Rewrite the rows, requests included, starting with the first line of the rows and going on through the line with "top-left (565, 231), bottom-right (698, 283)", shifting each answer's bounding box coordinates by adding 149 to every number while leaving the format samples unchanged. Leave the pictures out.

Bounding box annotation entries
* begin *

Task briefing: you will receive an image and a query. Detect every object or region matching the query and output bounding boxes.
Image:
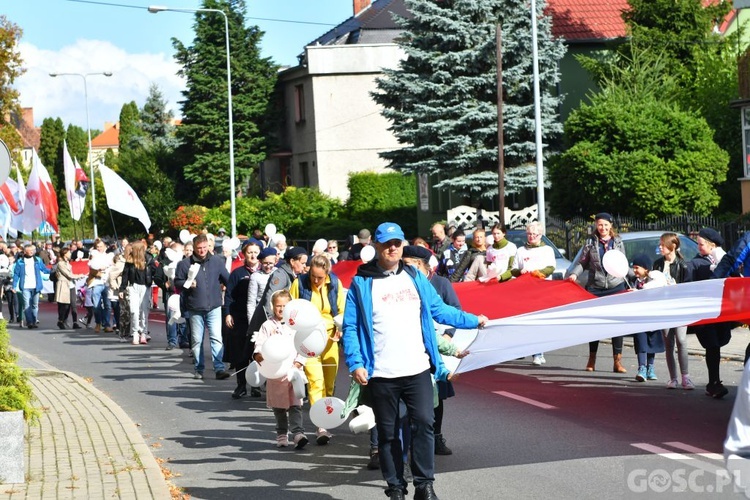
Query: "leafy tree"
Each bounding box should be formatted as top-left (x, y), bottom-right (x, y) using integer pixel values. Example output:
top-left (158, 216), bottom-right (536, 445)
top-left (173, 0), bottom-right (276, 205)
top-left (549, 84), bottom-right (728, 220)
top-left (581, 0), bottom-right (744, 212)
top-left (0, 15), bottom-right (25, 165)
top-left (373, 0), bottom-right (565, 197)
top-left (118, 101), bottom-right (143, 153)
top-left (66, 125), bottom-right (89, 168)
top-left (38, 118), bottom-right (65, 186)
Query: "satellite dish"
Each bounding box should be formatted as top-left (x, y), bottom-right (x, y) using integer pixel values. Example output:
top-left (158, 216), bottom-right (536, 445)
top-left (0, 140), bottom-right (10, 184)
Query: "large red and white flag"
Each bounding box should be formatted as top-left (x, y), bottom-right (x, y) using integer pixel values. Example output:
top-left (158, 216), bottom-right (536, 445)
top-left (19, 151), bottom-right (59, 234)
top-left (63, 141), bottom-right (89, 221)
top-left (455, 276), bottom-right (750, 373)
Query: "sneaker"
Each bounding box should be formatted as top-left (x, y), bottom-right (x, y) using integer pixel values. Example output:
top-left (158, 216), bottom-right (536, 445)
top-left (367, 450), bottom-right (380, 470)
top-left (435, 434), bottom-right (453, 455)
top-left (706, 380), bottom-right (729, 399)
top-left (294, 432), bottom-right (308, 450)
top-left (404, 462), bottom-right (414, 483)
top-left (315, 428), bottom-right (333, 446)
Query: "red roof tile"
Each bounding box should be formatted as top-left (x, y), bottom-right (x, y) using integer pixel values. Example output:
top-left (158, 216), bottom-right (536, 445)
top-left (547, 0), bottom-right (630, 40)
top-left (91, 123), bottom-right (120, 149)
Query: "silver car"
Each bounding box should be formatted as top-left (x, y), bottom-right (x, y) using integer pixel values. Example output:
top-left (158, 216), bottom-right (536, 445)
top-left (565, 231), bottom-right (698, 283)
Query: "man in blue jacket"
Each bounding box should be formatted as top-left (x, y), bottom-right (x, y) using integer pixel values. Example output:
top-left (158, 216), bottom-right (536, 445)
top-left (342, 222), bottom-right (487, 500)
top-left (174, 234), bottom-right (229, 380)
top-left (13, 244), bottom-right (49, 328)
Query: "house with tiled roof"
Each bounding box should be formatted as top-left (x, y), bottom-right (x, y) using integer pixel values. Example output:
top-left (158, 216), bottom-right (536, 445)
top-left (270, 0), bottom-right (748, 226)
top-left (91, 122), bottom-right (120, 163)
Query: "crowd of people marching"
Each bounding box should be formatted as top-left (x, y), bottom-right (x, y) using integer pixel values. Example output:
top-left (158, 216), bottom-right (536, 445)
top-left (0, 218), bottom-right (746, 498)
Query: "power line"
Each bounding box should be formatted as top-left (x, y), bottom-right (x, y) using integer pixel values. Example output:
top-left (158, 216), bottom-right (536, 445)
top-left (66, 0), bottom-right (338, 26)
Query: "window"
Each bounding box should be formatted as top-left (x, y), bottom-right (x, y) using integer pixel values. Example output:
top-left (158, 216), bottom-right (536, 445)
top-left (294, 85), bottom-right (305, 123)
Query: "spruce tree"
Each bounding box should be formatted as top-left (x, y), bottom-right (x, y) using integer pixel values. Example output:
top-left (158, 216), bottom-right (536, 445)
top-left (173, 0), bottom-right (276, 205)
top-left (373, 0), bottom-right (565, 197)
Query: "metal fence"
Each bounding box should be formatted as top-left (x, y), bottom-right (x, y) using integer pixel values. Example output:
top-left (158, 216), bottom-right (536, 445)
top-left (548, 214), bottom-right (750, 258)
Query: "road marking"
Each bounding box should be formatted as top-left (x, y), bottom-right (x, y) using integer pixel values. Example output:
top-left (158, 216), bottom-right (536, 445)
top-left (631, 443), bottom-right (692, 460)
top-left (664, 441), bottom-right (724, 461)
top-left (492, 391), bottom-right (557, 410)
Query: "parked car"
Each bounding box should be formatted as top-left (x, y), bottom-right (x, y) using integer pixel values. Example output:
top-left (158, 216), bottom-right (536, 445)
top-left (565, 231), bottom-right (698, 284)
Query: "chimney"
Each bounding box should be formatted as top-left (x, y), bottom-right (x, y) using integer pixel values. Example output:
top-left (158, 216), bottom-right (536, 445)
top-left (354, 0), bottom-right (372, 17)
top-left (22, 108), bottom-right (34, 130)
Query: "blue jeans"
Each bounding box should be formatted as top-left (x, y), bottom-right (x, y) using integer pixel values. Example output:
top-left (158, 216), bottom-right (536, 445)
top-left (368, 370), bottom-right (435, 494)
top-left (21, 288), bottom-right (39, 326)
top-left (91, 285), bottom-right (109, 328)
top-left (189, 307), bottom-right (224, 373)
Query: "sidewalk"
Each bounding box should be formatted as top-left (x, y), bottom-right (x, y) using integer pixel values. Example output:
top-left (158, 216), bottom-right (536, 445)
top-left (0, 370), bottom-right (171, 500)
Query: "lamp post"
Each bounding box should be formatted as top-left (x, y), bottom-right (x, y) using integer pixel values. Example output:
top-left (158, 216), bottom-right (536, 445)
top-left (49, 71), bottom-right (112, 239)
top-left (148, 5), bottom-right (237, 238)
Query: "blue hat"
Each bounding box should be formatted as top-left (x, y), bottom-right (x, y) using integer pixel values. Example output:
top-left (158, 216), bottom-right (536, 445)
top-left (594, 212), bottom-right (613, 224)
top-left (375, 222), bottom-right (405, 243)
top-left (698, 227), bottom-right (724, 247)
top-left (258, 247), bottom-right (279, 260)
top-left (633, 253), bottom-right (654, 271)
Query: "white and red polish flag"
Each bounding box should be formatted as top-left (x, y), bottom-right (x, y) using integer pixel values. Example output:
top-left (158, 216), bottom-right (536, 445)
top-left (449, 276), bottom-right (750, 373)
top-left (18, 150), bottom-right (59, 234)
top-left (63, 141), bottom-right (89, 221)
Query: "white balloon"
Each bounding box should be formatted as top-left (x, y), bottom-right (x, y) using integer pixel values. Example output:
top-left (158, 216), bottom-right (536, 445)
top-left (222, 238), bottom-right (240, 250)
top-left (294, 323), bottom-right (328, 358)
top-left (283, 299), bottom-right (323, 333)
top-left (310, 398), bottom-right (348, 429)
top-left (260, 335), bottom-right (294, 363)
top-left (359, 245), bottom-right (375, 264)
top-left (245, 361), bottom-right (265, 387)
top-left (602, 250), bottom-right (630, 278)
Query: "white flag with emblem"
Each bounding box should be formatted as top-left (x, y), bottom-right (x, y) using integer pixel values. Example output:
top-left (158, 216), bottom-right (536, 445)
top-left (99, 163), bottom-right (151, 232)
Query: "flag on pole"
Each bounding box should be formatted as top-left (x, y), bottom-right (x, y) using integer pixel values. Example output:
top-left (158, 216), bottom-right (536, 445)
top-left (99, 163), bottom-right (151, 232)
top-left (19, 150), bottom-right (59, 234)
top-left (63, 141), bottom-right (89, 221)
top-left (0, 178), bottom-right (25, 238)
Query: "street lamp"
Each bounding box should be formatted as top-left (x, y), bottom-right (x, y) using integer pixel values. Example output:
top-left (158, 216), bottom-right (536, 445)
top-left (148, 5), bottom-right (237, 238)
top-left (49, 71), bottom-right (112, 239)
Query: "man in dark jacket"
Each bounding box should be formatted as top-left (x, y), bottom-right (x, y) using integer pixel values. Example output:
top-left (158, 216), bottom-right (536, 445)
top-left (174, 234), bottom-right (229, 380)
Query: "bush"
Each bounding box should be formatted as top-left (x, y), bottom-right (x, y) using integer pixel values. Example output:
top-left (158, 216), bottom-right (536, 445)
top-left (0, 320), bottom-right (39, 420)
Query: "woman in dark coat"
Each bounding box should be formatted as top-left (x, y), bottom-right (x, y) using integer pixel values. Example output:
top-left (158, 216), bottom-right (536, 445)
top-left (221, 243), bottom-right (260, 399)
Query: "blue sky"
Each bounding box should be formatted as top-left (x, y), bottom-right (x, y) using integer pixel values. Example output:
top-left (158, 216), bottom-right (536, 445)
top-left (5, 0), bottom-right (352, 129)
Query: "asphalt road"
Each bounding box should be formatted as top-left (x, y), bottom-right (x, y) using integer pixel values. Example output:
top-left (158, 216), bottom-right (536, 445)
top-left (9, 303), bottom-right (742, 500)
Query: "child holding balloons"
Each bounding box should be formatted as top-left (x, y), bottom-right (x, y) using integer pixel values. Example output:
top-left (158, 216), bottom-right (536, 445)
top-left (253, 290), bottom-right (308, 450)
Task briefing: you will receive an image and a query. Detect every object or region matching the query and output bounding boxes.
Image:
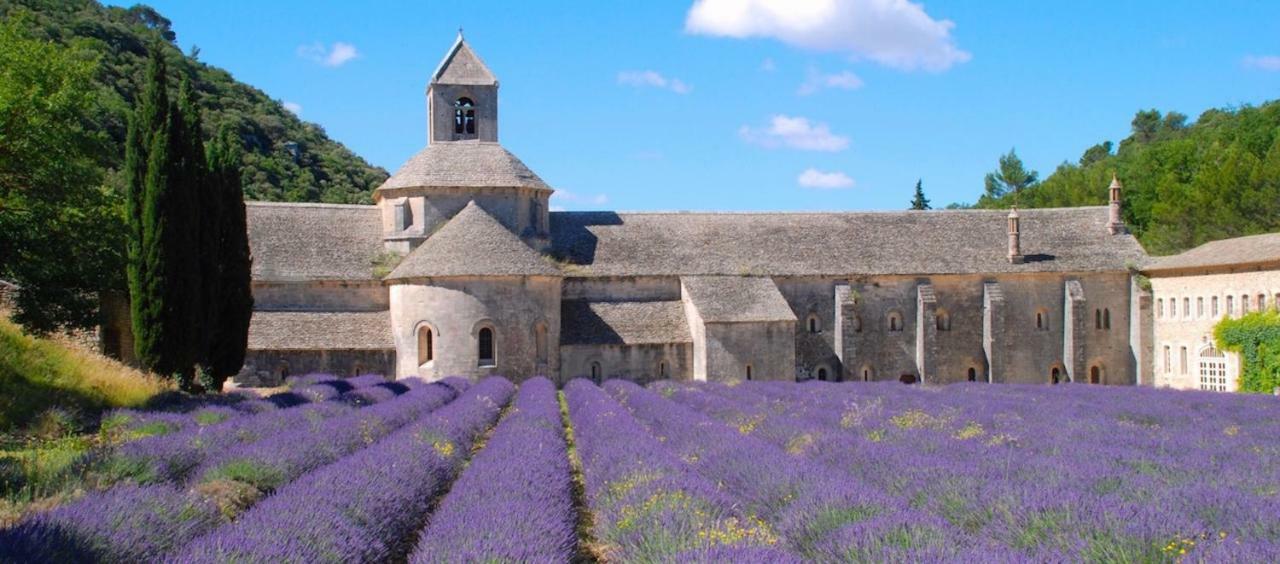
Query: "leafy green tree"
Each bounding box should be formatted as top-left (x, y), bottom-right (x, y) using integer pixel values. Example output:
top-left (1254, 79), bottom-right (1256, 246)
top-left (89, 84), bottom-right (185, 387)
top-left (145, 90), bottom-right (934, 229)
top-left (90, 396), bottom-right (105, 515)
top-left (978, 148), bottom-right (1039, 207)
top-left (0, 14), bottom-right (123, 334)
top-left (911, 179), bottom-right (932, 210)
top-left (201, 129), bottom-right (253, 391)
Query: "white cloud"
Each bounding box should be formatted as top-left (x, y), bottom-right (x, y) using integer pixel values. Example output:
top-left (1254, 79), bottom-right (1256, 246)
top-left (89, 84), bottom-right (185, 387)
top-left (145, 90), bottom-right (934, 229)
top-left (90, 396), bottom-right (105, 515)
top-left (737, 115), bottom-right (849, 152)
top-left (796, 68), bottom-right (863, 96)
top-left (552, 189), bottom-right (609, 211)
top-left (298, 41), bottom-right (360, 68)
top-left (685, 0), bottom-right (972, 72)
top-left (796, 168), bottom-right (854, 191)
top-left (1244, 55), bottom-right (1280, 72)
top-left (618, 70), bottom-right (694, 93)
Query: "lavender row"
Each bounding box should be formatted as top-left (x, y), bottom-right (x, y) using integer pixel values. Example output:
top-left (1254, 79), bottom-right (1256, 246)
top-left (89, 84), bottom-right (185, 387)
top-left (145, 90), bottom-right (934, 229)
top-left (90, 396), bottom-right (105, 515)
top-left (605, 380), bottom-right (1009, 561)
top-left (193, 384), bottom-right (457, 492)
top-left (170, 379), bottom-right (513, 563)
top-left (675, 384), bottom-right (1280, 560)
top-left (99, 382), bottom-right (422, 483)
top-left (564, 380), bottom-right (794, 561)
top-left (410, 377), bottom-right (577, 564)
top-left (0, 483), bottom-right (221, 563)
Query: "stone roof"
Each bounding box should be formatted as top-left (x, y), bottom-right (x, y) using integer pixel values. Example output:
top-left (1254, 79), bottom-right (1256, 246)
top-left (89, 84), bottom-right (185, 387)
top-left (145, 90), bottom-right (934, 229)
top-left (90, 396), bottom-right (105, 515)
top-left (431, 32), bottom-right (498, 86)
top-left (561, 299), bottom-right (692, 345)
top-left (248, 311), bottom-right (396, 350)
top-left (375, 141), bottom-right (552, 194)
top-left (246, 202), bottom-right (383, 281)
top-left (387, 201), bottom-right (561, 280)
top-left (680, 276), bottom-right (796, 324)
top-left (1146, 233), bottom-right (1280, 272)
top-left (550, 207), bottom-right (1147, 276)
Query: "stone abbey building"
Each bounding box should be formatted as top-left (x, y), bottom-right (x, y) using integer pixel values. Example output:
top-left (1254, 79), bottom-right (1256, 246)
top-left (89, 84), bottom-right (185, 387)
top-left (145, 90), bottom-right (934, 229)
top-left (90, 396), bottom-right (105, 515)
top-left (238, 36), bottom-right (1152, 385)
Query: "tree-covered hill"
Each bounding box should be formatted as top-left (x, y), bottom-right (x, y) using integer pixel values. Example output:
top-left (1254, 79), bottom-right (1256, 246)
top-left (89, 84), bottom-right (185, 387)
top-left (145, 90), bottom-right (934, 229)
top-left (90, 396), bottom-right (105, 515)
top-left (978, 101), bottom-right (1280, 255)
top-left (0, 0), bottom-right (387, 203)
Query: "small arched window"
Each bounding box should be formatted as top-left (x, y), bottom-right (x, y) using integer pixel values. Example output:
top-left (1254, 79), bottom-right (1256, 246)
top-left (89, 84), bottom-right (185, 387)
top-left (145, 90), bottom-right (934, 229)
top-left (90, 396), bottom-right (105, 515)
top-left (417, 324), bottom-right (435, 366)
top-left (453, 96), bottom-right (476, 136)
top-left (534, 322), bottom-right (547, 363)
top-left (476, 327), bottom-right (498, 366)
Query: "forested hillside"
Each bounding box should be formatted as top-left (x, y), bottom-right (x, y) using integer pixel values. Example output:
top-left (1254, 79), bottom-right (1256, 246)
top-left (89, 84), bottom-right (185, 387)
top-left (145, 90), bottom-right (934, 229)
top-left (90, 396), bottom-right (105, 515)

* end *

# The response
Task briefing: you will receive an image and a query. Detect every object or region matching the query and output bounding boxes.
Image:
Query: "leafy tree"
Each bounding box should be formatted as top-left (x, y), bottom-right (x, y) using integer pixel values. Example output:
top-left (158, 216), bottom-right (536, 445)
top-left (322, 149), bottom-right (425, 354)
top-left (698, 233), bottom-right (877, 369)
top-left (730, 149), bottom-right (893, 361)
top-left (149, 164), bottom-right (174, 314)
top-left (522, 149), bottom-right (714, 346)
top-left (267, 250), bottom-right (292, 302)
top-left (215, 274), bottom-right (238, 317)
top-left (187, 267), bottom-right (214, 335)
Query: "satellite dish"
Each bounding box should be formatted as top-left (x, y), bottom-right (x, y) using integer pixel values. Example output:
top-left (158, 216), bottom-right (536, 445)
top-left (149, 289), bottom-right (159, 333)
Query: "large red and white flag"
Each bounding box should be formatted as top-left (x, y), bottom-right (x, y) using integer pixel values. Example output:
top-left (158, 216), bottom-right (536, 445)
top-left (168, 300), bottom-right (208, 383)
top-left (212, 290), bottom-right (238, 370)
top-left (604, 425), bottom-right (899, 522)
Query: "sneaker"
Each bounding box should be formatted as top-left (x, y), bottom-right (x, y) using integer pixel values. Example output:
top-left (158, 216), bottom-right (536, 445)
top-left (516, 599), bottom-right (529, 619)
top-left (584, 583), bottom-right (602, 604)
top-left (855, 529), bottom-right (878, 548)
top-left (443, 581), bottom-right (457, 599)
top-left (553, 611), bottom-right (563, 632)
top-left (464, 577), bottom-right (482, 595)
Query: "red roof tile"
Each bounding box should be formatted as top-left (x, y), bottom-right (x, y) using integer pixel values. Example output:
top-left (158, 216), bottom-right (536, 445)
top-left (696, 149), bottom-right (779, 189)
top-left (240, 272), bottom-right (269, 298)
Query: "silver car"
Each bounding box should be formatted as top-left (x, y), bottom-right (x, y) using integer pixel values. Example output:
top-left (158, 216), bottom-right (536, 445)
top-left (714, 380), bottom-right (847, 432)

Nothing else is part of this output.